Tareas pendientes:
A – Transcribe del texto sobre Laberintos de la memoria el fragmento que empieza con "Eso es lo que" y sigue hasta "complementaria a la suya.".
B – Según el texto sobre Laberintos de la memoria, ¿de quién es la cámara que lleva Guita Schyfter en su viaje?

Texto de origen:
=-=-=
Eso es lo que ha hecho admirablemente Guita Schyfter en su primer largometraje documental, Laberintos de la memoria (que se exhibe estos días en el Festival de Cine Judío). Asistimos con ella a un viaje hacia Kruk y Tluste. Va provista de una cámara curiosa y sutil (la de su hijo, Sebastián) y lleva consigo (como una fotografía rota) los trozos de memoria que ha recabado desde niña. Pero la sorpresa mayor de la obra -lo que la separa de muchas otras que han abordado, casi siempre con sentimentalismo, el mismo tema- es su apertura al tema de la memoria (de la necesidad de la memoria) mediante un contrapunto insólito: la historia paralela y entreverada de la antropóloga Calixta Guiteras, indígena mexicana, avecindada desde niña en Cuba, y Mayte, su madre mexicana, que hacía mucho tiempo se había visto obligada a darla en adopción: una recuperación complementaria a la suya.
Las dos historias se desenvuelven en un delicado contrapunto. Dos viajes inversos. Guita Schyfter viaja a Ucrania y Lituania, y desentraña (literalmente) la historia de su familia. Incitada por la propia Guita (que se ha enterado por azar del desencuentro), madre e hija descubren su existencia, se adivinan primero, se escuchan de lejos, conversan y finalmente convienen un viaje de Cuba a México para conocerse y quizá reconocerse. El instante es memorable: una estampa de alegría mexicana.
=-=-=
Extractos de datos:

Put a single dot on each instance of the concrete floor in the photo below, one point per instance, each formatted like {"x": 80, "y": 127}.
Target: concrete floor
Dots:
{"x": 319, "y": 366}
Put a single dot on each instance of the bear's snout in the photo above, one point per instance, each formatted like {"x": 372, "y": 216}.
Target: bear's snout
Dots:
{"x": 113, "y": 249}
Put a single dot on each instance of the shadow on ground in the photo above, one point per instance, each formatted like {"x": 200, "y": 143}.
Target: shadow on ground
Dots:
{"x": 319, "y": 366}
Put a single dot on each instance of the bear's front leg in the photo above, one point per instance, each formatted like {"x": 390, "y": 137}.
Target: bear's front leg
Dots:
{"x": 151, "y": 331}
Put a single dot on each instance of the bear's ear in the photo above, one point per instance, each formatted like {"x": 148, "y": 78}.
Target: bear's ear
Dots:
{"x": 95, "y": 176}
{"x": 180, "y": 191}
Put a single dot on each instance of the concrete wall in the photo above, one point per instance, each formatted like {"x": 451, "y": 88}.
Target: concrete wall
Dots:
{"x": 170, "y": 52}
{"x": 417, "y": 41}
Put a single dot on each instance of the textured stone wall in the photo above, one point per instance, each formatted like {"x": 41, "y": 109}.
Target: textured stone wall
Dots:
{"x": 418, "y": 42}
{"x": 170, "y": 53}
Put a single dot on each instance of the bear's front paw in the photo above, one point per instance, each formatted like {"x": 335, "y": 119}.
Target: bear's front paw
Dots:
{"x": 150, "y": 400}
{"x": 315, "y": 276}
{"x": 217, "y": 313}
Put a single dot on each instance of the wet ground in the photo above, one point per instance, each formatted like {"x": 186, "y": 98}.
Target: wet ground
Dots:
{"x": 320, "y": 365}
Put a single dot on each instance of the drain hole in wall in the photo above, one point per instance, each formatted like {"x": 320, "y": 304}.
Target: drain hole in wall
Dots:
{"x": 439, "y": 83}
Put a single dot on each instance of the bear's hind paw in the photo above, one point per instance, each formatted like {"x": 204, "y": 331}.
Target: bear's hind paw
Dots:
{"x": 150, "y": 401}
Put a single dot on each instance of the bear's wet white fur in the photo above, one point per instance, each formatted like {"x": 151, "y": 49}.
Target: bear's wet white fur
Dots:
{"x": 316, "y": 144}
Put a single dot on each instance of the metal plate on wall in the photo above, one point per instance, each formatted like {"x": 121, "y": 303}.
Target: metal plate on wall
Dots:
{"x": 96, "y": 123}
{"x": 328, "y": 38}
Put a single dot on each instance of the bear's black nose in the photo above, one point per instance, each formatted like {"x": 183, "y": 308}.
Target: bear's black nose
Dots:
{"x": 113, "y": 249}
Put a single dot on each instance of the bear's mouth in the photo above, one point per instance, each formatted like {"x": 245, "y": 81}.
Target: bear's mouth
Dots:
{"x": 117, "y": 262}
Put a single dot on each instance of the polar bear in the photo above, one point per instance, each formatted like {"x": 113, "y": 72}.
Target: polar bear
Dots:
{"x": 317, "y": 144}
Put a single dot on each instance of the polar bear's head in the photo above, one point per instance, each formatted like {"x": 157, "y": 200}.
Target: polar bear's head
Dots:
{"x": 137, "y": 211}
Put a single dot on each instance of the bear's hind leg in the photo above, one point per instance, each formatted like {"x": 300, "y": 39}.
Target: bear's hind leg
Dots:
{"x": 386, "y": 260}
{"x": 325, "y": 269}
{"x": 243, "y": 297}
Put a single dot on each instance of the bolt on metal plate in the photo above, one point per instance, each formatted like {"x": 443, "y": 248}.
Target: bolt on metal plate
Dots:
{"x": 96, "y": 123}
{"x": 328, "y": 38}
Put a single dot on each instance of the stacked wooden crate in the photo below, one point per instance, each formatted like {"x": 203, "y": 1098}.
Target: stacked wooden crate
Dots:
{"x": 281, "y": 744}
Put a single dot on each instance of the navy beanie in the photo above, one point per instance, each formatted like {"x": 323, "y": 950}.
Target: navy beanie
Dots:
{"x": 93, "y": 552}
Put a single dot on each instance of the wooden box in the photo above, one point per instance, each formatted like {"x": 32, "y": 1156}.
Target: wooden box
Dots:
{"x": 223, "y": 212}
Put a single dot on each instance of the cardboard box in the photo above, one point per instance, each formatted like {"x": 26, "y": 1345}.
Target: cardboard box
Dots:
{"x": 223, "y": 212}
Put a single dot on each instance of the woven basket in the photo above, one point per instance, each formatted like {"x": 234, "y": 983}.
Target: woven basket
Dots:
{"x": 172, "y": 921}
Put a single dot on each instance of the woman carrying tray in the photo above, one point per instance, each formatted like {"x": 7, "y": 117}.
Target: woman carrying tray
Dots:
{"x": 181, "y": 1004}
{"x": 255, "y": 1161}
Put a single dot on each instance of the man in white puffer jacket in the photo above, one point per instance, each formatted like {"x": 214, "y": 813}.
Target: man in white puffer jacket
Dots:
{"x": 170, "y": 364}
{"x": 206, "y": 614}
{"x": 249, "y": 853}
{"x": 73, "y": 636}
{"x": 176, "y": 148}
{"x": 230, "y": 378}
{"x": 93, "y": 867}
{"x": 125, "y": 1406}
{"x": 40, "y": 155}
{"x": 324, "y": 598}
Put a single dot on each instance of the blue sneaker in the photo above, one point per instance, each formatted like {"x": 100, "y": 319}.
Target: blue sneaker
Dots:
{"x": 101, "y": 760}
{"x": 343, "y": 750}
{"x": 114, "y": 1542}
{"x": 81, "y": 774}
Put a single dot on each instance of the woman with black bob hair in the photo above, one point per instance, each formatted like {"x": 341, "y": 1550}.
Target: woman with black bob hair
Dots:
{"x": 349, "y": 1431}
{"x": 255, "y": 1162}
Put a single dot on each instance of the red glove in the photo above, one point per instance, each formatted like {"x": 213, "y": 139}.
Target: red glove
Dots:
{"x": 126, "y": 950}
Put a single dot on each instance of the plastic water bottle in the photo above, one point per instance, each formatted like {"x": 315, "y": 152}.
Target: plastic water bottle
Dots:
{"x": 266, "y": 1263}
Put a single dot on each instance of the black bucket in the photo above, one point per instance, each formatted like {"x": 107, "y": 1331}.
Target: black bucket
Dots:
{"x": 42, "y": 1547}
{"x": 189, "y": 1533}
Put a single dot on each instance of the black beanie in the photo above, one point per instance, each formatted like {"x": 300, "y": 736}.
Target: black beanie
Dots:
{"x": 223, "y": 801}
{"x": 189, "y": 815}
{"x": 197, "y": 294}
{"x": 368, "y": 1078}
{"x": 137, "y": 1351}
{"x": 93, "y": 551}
=-=-=
Soluciones en orden:
A –
Eso es lo que ha hecho admirablemente Guita Schyfter en su primer largometraje documental, Laberintos de la memoria (que se exhibe estos días en el Festival de Cine Judío). Asistimos con ella a un viaje hacia Kruk y Tluste. Va provista de una cámara curiosa y sutil (la de su hijo, Sebastián) y lleva consigo (como una fotografía rota) los trozos de memoria que ha recabado desde niña. Pero la sorpresa mayor de la obra -lo que la separa de muchas otras que han abordado, casi siempre con sentimentalismo, el mismo tema- es su apertura al tema de la memoria (de la necesidad de la memoria) mediante un contrapunto insólito: la historia paralela y entreverada de la antropóloga Calixta Guiteras, indígena mexicana, avecindada desde niña en Cuba, y Mayte, su madre mexicana, que hacía mucho tiempo se había visto obligada a darla en adopción: una recuperación complementaria a la suya.

B – De su hijo, Sebastián.